═════ Data for the task
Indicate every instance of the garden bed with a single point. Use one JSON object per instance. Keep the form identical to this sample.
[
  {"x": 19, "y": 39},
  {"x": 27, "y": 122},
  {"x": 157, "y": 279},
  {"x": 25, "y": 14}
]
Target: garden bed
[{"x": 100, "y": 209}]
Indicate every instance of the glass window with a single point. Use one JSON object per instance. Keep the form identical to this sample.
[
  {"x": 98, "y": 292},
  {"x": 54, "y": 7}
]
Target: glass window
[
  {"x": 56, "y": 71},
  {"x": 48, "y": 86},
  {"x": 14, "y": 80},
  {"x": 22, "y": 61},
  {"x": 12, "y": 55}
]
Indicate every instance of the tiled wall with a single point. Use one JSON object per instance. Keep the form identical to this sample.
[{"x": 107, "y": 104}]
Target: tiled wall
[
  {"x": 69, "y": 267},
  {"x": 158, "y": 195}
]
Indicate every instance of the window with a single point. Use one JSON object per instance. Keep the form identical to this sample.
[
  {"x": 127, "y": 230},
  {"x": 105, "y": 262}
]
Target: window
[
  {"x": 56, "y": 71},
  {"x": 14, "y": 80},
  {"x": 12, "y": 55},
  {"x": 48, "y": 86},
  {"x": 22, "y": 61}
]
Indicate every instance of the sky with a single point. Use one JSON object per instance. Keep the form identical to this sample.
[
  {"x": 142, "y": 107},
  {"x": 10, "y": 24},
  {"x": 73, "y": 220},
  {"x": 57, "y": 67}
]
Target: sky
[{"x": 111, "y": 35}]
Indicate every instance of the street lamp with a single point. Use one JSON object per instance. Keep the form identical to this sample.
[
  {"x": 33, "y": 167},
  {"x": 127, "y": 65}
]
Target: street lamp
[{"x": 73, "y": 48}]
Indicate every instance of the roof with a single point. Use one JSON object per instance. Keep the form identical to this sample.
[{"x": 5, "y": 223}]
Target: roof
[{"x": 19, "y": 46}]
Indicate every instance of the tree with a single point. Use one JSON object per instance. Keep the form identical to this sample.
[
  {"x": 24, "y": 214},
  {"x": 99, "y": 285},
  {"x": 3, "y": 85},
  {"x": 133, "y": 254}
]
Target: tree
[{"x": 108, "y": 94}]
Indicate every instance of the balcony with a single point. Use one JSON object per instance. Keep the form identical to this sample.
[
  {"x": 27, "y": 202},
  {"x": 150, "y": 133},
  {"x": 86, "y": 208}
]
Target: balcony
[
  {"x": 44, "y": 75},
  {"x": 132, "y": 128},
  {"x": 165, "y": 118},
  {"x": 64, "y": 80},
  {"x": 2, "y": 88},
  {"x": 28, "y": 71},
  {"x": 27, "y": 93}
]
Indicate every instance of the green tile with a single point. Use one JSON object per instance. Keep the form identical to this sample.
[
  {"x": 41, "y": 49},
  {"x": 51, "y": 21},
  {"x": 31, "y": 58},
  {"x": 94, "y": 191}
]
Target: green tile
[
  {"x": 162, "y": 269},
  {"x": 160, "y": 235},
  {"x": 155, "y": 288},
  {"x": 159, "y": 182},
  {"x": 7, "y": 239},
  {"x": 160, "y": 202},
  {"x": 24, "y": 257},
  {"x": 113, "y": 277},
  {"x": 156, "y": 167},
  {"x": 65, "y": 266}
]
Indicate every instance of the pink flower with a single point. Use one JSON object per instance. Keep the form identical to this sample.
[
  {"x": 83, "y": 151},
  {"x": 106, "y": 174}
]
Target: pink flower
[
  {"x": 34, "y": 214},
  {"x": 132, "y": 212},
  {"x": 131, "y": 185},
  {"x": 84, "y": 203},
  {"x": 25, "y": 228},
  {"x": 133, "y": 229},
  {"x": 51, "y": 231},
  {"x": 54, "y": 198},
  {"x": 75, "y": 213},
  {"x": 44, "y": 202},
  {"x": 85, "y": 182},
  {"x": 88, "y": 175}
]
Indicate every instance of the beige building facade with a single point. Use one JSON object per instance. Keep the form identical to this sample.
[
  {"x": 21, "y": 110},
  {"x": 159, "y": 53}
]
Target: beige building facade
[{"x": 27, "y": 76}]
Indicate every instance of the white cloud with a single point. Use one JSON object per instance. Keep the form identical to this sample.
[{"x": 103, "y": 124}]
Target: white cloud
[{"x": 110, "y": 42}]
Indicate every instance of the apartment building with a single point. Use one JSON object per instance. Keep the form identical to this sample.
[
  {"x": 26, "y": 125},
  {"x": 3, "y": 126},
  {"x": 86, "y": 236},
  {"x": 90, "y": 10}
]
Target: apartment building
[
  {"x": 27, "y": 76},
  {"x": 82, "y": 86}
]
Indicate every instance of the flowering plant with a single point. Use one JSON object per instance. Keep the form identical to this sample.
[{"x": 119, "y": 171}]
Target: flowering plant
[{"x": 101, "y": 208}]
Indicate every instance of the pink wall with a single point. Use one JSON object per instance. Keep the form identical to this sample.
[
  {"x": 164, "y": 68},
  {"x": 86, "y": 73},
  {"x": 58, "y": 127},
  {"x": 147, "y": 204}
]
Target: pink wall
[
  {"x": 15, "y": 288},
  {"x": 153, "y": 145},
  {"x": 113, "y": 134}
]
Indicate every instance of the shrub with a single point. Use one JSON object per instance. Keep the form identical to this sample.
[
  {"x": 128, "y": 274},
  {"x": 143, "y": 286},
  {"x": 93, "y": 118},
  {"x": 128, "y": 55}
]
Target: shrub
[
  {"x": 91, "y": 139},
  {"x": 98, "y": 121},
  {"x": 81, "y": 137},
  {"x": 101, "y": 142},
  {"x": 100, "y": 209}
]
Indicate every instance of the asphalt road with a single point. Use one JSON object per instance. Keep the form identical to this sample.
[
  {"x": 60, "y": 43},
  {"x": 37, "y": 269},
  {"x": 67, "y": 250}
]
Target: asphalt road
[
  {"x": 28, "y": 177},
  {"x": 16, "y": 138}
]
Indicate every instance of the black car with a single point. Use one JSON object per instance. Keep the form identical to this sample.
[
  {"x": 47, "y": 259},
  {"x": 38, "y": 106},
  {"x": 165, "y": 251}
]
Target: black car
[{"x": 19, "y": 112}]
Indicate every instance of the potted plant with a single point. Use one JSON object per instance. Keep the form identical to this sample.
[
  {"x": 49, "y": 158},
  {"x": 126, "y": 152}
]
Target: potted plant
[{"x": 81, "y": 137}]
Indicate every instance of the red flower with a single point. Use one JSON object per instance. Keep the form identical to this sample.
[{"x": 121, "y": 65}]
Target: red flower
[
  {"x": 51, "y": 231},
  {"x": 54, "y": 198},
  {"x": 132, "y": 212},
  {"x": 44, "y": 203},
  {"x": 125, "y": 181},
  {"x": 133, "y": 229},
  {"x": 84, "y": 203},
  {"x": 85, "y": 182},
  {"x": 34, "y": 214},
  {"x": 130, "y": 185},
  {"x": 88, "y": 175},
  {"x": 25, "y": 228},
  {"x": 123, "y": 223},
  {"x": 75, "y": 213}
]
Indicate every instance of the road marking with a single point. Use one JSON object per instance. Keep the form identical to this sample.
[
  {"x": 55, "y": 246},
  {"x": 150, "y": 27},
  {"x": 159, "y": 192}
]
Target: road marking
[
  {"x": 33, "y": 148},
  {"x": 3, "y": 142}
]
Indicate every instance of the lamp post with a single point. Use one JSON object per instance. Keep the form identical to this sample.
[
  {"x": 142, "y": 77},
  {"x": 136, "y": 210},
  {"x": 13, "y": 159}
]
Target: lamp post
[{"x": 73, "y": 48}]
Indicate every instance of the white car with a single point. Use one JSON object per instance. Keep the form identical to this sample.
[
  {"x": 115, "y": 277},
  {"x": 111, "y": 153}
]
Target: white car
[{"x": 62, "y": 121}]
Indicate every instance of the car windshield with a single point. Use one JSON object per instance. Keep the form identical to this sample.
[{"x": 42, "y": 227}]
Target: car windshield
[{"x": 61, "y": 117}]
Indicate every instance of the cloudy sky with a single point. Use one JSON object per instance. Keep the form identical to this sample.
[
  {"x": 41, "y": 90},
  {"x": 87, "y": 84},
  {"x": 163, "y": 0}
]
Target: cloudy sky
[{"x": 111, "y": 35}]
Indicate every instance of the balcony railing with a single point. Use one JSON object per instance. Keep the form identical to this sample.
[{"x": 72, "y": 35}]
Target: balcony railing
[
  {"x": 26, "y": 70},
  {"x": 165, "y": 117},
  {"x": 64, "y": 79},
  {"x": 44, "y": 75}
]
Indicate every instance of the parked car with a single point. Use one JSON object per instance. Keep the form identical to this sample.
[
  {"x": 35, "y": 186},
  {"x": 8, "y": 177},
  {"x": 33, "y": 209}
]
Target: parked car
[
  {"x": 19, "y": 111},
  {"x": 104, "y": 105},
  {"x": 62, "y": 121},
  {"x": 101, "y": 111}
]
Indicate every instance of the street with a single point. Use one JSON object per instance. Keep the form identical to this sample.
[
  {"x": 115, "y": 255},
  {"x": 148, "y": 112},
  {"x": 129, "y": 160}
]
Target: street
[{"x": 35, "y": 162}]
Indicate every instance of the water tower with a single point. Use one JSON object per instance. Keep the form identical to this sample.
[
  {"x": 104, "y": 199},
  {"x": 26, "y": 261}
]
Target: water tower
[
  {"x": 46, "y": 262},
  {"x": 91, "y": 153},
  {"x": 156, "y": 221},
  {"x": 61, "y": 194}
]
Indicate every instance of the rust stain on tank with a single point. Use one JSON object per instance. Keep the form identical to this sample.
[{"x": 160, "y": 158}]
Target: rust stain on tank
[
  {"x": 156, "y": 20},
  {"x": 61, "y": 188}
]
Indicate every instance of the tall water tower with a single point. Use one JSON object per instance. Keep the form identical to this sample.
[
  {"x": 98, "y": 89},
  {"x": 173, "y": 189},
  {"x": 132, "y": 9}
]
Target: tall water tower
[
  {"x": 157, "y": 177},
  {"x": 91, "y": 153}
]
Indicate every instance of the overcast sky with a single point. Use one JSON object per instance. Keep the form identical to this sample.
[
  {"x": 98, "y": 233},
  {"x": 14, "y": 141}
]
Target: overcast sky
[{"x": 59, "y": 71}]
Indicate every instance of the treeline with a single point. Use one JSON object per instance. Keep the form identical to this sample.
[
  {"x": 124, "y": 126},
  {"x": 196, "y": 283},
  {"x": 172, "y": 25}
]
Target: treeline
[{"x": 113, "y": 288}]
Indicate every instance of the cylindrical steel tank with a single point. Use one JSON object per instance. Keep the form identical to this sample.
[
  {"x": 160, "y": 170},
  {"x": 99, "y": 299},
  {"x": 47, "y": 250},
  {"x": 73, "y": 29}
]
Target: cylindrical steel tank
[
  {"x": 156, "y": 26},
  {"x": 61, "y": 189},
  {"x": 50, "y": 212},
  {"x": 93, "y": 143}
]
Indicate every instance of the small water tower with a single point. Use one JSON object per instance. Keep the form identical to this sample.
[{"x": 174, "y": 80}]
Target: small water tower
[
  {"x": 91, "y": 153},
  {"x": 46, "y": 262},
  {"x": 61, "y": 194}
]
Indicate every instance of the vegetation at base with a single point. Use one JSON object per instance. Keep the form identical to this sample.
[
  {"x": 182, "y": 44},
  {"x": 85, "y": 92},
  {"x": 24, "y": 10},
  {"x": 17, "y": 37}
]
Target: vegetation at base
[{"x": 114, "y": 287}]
══════════
Return, word for word, each line from the line that contains "Indicate every instance of the small" to the end of the listing above; include both end lines and nothing else.

▸ Response for this exercise:
Indicate every instance of the small water tower with a single point. Use one JSON object per instance. Keep the form identical to this sample.
[{"x": 174, "y": 80}]
Target: small water tower
[
  {"x": 91, "y": 153},
  {"x": 46, "y": 262},
  {"x": 61, "y": 194}
]
Indicate every instance of the vegetation at base with a single point. Use one JSON object per instance. Keep the form identical to this sample.
[
  {"x": 182, "y": 44},
  {"x": 85, "y": 92},
  {"x": 24, "y": 10},
  {"x": 17, "y": 37}
]
Target: vegetation at base
[{"x": 114, "y": 287}]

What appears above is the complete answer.